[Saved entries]

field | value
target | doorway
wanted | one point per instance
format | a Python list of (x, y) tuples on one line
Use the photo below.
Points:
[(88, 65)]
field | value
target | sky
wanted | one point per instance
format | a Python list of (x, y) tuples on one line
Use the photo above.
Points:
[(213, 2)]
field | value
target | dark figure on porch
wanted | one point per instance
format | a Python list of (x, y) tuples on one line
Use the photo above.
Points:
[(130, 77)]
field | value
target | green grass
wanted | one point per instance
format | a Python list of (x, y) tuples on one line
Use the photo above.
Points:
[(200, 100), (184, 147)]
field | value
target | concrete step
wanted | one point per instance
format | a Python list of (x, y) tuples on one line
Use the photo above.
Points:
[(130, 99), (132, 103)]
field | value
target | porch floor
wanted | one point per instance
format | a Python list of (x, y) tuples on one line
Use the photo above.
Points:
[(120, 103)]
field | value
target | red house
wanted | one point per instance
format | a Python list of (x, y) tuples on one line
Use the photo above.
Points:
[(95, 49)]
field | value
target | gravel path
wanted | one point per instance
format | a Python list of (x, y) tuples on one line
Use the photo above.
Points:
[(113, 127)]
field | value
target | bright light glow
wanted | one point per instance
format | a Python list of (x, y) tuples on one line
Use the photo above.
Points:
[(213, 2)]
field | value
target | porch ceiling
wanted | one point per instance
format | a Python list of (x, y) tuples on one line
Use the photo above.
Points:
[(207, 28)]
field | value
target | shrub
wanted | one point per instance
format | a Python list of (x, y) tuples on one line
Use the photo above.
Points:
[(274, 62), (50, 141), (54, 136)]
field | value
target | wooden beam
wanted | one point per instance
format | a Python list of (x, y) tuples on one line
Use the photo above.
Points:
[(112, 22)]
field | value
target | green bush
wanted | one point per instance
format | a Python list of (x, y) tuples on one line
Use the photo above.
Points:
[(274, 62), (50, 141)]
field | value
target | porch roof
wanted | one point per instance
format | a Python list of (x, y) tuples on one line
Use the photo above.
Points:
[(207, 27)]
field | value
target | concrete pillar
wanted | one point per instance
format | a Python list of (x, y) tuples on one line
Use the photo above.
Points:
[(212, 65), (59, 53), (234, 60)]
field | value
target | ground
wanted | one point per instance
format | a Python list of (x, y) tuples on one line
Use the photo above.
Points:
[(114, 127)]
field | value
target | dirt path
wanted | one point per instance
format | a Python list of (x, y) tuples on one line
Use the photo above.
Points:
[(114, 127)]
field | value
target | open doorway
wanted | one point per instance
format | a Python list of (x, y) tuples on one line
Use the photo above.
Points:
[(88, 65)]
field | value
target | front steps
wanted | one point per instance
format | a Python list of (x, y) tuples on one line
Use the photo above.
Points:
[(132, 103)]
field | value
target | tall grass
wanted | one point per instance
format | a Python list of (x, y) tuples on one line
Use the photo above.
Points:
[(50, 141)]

* * *

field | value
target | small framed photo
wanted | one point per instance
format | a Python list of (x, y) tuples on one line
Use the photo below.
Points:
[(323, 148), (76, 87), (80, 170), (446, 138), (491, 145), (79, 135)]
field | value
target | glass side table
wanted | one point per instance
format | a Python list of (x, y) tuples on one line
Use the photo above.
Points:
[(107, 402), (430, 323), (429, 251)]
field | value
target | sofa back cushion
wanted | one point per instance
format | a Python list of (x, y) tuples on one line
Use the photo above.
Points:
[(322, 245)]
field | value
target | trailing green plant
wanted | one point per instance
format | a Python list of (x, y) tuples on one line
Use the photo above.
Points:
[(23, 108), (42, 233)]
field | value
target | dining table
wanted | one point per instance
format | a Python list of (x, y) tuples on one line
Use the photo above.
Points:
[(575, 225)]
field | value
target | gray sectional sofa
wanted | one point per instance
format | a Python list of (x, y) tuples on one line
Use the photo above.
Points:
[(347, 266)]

• _AIM OF THE TASK_:
Report how many lines of the items contain the string "table", treating letter case as significant. Respond with the number alone.

• _TASK SOLUTION_:
2